----- Data listing
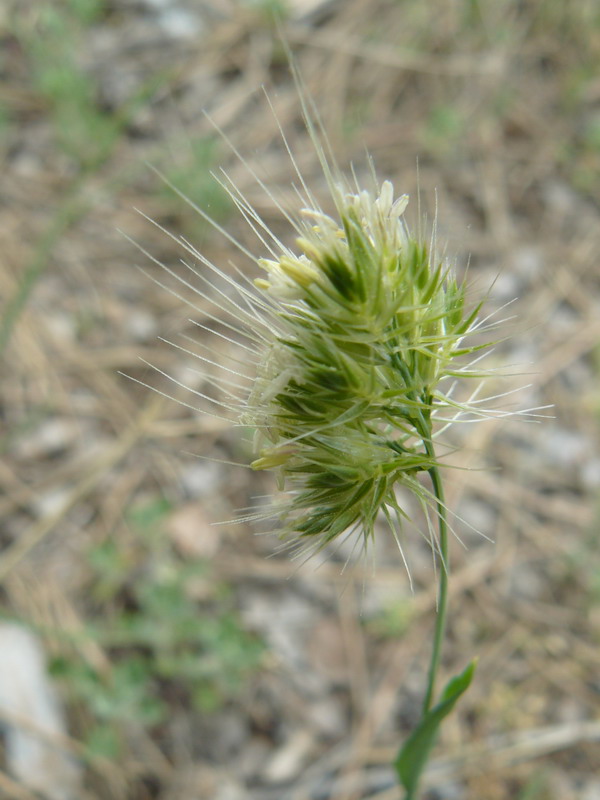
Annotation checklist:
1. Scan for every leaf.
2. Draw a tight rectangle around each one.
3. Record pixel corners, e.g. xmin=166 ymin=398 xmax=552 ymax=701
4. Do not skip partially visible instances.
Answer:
xmin=394 ymin=659 xmax=477 ymax=800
----------
## Task to carry out
Collect every line of the material above that contains the string "ymax". Case counts.

## Task answer
3. Record pixel corners, e.g. xmin=166 ymin=398 xmax=552 ymax=701
xmin=394 ymin=659 xmax=477 ymax=800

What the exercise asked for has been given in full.